Texto de origem
<<<<

Personagem portador de uma espécie de superpoder, Kevin funciona na mesma lógica de Corpo Fechado, que é, por sua vez, sugada das HQs. Ele também possui um ponto fraco, mesmo quando tomado pela faceta bestial denominada A Fera: a referência ao seu nome completo, que traz de volta à tona sua personalidade original, bondosa e confusa. Aliás, em tempos de franquias gigantescas inspiradas em quadrinhos, em que cada novo lançamento se revela como peça de um quebra-cabeça que nunca se completará, é interessante observar a capacidade de Fragmentado de se ligar a um filme pré-existente, constituindo, com ele, um universo maior, sem que, para isso, deixe de funcionar como narrativa independente, que consegue resolver nela mesma suas principais questões. A conclusão proposta por Shyamalan pode dar a impressão contrária, mas seu filme é, na verdade, mais sobre Casey que sobre Kevin – e o arco dramático dessa primeira se fecha belamente aqui, num olhar cheio de força para a policial que a resgata, anunciando a chegada da coragem necessária para denunciar o tio molestador depois de anos de abuso.
A percepção dessa centralidade do drama de Casey se dá, novamente, pela compreensão do cinema de Shyamalan como dotado de forte carga moral, não necessariamente num sentido negativo, mas no de se construir a partir de pequenas parábolas que buscam revelar embates próprios do humano. Por mais espaço que Kevin tenha na narrativa e ainda que seja a ponte necessária para o retorno a Corpo Fechado, ele representa, primordialmente, em Fragmentado, a exteriorização dos demônios íntimos da protagonista, que ela tem de vencer para seguir em frente na vida. Não surpreende, aliás, que essa abordagem escancarada do diretor, que hiperdimensiona e concretiza os conflitos de seus personagens de modo a tornar clara a mensagem advinda de sua superação – de novo, as histórias de ninar são a referência –, por vezes incomode tanto parcelas do público e da crítica. Há no cinema vulgarmente taxado como de entretenimento, em geral, e no baseado em HQs, especificamente, uma intensificação do uso do que o crítico Arthur Tuoto chamou de “artifícios de seriedade”, sobretudo a partir da trilogia O Cavaleiro das Trevas (2005-2012), de Christopher Nolan – sendo Logan (2017) o exemplo mais recente. Mesmo os coloridos e cômicos filmes do Marvel Cinematic Universe (MCU) sofrem disso, já que seus exemplares supostamente mais sérios e sofisticados, como Capitão América: Soldado Invernal (2014) e Capitão América: Guerra Civil (2016), são tidos como os melhores da franquia.

>>>>

O que fazer
a - Responda com base no texto sobre Fragmentado:
(i) Segundo o texto, o que traz de volta à tona a personalidade original de Kevin?
(ii) Que trilogia de Christopher Nolan é mencionada, e com que anos?
(iii) Qual filme é citado como o exemplo mais recente dos "artifícios de seriedade"?
b - Reescale as entradas, começando na primeira linha delas e parando depois da linha que contém "<point>56,43</point>", incluídas as duas pontas. Copie cada linha por inteiro, mas multiplique por 2,5 as coordenadas dos pontos marcados, arredondando para inteiros com metades para cima, e deixe as imagens de fora.

Anotações de pontos em fotos:
<<<<

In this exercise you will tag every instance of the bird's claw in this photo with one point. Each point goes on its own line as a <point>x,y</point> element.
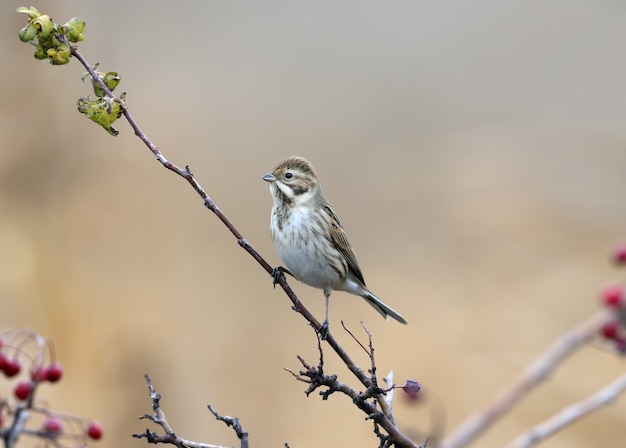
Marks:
<point>277,272</point>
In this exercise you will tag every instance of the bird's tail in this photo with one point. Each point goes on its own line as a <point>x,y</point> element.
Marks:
<point>384,309</point>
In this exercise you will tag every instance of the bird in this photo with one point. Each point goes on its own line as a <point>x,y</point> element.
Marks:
<point>310,239</point>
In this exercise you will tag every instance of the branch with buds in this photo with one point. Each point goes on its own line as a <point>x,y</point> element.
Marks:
<point>105,110</point>
<point>56,43</point>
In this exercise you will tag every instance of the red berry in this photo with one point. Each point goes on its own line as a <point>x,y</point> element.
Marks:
<point>38,374</point>
<point>52,425</point>
<point>4,361</point>
<point>613,295</point>
<point>12,368</point>
<point>54,372</point>
<point>619,254</point>
<point>94,430</point>
<point>23,389</point>
<point>610,330</point>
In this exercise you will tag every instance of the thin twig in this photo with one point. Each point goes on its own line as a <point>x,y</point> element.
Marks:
<point>534,374</point>
<point>187,174</point>
<point>571,414</point>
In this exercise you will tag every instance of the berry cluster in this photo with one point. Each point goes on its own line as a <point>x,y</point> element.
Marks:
<point>613,296</point>
<point>25,347</point>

>>>>

Soluções propostas
a -
(i) A referência ao seu nome completo.
(ii) O Cavaleiro das Trevas (2005-2012).
(iii) Logan (2017).

b -
In this exercise you will tag every instance of the bird's claw in this photo with one point. Each point goes on its own line as a <point>x,y</point> element.
Marks:
<point>693,680</point>
In this exercise you will tag every instance of the bird's tail in this photo with one point. Each point goes on its own line as a <point>x,y</point> element.
Marks:
<point>960,773</point>
In this exercise you will tag every instance of the bird in this photo with one point. Each point goes on its own line as a <point>x,y</point> element.
Marks:
<point>775,598</point>
In this exercise you will tag every instance of the branch with buds in this photo with one point. Each point goes on its own line as a <point>x,y</point> element.
Marks:
<point>263,275</point>
<point>140,108</point>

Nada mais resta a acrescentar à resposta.